### Stated goal 1
Rewrite the part of the sum-of-indicators thread between "Using the Monotone" and "going into detail.", inclusive, changing "Monotone Convergence Theorem" to "Dominated Convergence Theorem".

### Excerpt

※

Sum of Indicators: $\sum_{n=1}^{\infty} \mathbb{1}\{X_1^2/\alpha^2 \geq n\} = \left(1 + \left\lfloor\frac{X_1^2}{\alpha^2}\right\rfloor\right)$

Question

I was working on proving the following proposition:

Suppose $(X_n)$ is some iid sequence of random variables such that $\mathbb{E}(X_1)^2 < \infty$. Then for every $\alpha > 0$ we have

$$\mathbb{P}\left(\limsup_{n \to \infty}|X_n| \geq \alpha\sqrt{n}\right) = 0.$$

Proof. We wan't to invoke the Borel-Cantelli Lemma (B.C.), so since $X_n$ are iid we have

$$\sum_{n=1}^{\infty}\mathbb{P}(|X_n| \geq \alpha\sqrt{n}) = \sum_{n=1}^{\infty}\mathbb{P}(X_n^2 \geq \alpha^2 n) = \sum_{n=1}^{\infty}\mathbb{P}\left(\frac{X_1^2}{\alpha^2} \geq n\right).$$

Using the Monotone Convergence Theorem, we can represent the right-most term as

$$ \sum_{n=1}^{\infty}\mathbb{P}\left(\frac{X_1^2}{\alpha^2} \geq n\right) = \sum_{n=1}^{\infty}\mathbb{E}\left[\mathbb{1}\left\{\frac{X_1^2}{\alpha^2} \geq n\right\}\right] = \mathbb{E}\sum_{n=1}^{\infty} \mathbb{1}\left\{\frac{X_1^2}{\alpha^2} \geq n\right\}.$$

Therefore,

$$\mathbb{E}\sum_{n=1}^{\infty} \mathbb{1}\left\{\frac{X_1^2}{\alpha^2} \geq n\right\} = \mathbb{E}\left(1 + \left\lfloor\frac{X_1^2}{\alpha^2}\right\rfloor\right) \leq 1 + \frac{\mathbb{E}X_1^2}{\alpha^2} < \infty. \tag{1}$$

So, we can invoke B.C. and are done. The bit about the indicator equality involving the floor function is given as a hint without going into detail.

Question. How do we get the equality involving the floor in (1)? Specifically, I don't see how

$$\sum_{n=1}^{\infty} \mathbb{1}\left\{\frac{X_1^2}{\alpha^2} \geq n\right\} = 1 + \left\lfloor\frac{X_1^2}{\alpha^2}\right\rfloor.$$

Could someone expand on this derivation please?

Answer 1

I think there is a slight mistake. (I am interpreting $\left\lfloor x \right\rfloor$ as the greatest integer less than or equal to $x$). If the sums are from $0$ to $\infty$ then you get the value as stated, but otherwise you will get $\left\lfloor\frac{X_1^2}{\alpha^2}\right\rfloor$ instead of $\left\lfloor\frac{X_1^2}{\alpha^2}\right\rfloor +1$

Suppose $\left\lfloor\frac{X_1^2}{\alpha^2}\right\rfloor=k$. Then $k \leq \left\lfloor\frac{X_1^2}{\alpha^2}\right\rfloor <k+1$. So the only integers $n$ such that $\frac{X_1^2}{\alpha^2}\geq n$ are $n=1,2,...,k$. So when you add the indicators on LHS you see that $k$ terms are $1$ and the rest are zeros. Hence the sum is exactly $k$.

※

### Dataset
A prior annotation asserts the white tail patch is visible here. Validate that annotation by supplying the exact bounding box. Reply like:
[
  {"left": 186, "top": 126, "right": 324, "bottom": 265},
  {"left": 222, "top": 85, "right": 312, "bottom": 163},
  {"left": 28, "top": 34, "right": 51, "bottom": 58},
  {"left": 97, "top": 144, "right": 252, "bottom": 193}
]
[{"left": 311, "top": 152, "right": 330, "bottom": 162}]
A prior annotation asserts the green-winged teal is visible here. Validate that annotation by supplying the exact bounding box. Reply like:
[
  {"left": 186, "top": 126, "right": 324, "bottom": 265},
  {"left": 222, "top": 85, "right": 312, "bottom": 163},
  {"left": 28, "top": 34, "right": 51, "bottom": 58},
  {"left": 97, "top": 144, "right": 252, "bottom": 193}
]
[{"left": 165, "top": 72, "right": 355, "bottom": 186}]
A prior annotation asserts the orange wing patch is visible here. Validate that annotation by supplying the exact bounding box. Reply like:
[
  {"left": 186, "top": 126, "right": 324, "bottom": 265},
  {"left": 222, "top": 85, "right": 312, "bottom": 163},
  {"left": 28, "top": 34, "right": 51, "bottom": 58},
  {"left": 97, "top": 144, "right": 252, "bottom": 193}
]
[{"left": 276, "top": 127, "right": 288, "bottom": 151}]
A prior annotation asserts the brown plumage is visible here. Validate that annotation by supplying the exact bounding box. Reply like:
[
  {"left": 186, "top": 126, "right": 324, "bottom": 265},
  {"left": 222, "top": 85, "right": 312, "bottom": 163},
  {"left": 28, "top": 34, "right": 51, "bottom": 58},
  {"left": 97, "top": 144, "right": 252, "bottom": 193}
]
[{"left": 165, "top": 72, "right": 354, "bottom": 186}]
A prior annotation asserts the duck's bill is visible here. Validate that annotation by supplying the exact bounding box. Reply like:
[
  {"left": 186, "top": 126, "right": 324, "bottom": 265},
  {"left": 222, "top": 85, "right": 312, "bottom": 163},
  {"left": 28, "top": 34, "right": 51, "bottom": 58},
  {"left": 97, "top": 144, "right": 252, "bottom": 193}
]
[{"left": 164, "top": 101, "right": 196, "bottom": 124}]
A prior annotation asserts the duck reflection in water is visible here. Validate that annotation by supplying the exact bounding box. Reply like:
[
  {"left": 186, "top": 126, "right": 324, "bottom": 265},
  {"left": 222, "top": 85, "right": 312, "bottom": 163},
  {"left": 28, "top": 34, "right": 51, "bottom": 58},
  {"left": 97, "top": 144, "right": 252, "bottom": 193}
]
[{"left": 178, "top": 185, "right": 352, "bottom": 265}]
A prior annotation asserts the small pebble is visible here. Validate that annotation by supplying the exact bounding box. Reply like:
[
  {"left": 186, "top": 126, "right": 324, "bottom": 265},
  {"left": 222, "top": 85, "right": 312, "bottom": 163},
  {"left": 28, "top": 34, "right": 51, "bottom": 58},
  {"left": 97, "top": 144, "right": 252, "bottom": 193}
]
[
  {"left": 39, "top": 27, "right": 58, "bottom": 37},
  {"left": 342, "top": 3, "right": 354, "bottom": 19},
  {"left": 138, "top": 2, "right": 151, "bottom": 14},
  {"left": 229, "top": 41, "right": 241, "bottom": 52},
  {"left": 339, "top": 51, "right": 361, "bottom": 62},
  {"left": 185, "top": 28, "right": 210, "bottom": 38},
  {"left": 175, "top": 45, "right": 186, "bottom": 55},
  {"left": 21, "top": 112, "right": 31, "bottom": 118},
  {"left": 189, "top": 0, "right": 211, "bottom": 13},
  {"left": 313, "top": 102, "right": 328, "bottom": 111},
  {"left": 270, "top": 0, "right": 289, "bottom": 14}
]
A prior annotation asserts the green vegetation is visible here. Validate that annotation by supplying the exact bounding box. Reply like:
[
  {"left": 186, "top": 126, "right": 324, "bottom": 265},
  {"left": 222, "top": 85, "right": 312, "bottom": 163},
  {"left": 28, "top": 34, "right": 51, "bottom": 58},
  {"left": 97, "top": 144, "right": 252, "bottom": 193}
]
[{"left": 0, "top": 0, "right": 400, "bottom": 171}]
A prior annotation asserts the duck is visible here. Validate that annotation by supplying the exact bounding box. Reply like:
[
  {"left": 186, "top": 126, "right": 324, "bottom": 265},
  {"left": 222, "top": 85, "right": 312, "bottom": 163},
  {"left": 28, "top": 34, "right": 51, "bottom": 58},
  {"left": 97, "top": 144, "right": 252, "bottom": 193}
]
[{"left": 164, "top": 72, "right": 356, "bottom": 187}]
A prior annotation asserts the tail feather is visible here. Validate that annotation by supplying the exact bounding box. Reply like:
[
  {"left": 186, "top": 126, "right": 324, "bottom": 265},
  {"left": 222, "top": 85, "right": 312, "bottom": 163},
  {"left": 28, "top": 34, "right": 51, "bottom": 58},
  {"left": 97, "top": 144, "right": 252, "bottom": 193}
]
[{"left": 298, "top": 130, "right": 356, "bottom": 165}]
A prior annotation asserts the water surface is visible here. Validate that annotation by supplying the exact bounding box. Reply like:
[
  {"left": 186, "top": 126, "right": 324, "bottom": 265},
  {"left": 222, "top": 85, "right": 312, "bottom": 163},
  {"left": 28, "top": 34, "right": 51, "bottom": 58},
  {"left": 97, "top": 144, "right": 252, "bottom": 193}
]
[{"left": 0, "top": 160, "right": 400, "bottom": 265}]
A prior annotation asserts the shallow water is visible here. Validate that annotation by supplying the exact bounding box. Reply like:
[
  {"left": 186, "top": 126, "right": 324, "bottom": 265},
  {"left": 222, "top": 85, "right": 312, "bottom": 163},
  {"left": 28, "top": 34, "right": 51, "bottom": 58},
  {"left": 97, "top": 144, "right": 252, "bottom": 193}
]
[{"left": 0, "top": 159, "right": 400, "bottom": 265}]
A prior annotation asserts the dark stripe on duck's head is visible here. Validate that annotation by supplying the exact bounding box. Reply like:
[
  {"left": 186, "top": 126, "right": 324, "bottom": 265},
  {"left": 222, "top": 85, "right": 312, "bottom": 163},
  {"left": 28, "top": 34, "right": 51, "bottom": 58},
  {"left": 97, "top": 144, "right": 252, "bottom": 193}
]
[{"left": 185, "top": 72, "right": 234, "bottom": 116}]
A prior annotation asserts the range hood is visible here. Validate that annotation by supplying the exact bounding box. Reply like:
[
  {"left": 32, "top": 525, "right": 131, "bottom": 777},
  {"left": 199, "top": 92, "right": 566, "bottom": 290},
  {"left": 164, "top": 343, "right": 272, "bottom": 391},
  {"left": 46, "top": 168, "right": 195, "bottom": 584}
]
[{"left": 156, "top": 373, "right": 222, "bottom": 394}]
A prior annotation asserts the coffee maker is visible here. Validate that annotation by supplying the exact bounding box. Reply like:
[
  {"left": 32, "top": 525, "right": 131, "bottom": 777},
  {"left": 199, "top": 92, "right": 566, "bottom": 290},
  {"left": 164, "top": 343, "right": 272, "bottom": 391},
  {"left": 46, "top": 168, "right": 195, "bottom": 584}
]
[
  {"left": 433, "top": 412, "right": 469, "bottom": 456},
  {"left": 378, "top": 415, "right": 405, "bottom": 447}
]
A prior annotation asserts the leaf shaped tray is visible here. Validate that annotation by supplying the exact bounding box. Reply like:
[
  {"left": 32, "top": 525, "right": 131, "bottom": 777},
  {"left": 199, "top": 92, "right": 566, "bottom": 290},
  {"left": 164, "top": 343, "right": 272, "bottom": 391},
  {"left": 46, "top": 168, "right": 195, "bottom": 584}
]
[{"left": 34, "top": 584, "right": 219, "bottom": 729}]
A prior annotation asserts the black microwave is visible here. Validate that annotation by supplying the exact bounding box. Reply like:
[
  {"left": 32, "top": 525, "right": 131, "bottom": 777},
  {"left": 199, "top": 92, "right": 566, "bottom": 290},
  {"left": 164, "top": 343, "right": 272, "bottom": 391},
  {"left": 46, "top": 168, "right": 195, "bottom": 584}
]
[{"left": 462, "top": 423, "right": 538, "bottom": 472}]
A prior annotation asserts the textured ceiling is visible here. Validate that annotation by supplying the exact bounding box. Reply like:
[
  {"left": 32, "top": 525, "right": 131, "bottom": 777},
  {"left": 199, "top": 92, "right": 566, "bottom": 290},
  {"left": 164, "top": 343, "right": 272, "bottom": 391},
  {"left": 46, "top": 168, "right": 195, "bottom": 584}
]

※

### Stated goal 2
Reproduce word for word the lines of the entries from the one containing "A prior annotation asserts the black" through the final line of the entries, both ends included.

### Worked answer 1
Using the Dominated Convergence Theorem, we can represent the right-most term as

$$ \sum_{n=1}^{\infty}\mathbb{P}\left(\frac{X_1^2}{\alpha^2} \geq n\right) = \sum_{n=1}^{\infty}\mathbb{E}\left[\mathbb{1}\left\{\frac{X_1^2}{\alpha^2} \geq n\right\}\right] = \mathbb{E}\sum_{n=1}^{\infty} \mathbb{1}\left\{\frac{X_1^2}{\alpha^2} \geq n\right\}.$$

Therefore,

$$\mathbb{E}\sum_{n=1}^{\infty} \mathbb{1}\left\{\frac{X_1^2}{\alpha^2} \geq n\right\} = \mathbb{E}\left(1 + \left\lfloor\frac{X_1^2}{\alpha^2}\right\rfloor\right) \leq 1 + \frac{\mathbb{E}X_1^2}{\alpha^2} < \infty. \tag{1}$$

So, we can invoke B.C. and are done. The bit about the indicator equality involving the floor function is given as a hint without going into detail.

### Worked answer 2
A prior annotation asserts the black microwave is visible here. Validate that annotation by supplying the exact bounding box. Reply like:
[
  {"left": 32, "top": 525, "right": 131, "bottom": 777},
  {"left": 199, "top": 92, "right": 566, "bottom": 290},
  {"left": 164, "top": 343, "right": 272, "bottom": 391},
  {"left": 46, "top": 168, "right": 195, "bottom": 584}
]
[{"left": 462, "top": 423, "right": 538, "bottom": 472}]
A prior annotation asserts the textured ceiling is visible here. Validate that annotation by supplying the exact bounding box. Reply like:
[
  {"left": 32, "top": 525, "right": 131, "bottom": 777},
  {"left": 199, "top": 92, "right": 566, "bottom": 290},
  {"left": 164, "top": 343, "right": 272, "bottom": 391},
  {"left": 46, "top": 168, "right": 195, "bottom": 584}
]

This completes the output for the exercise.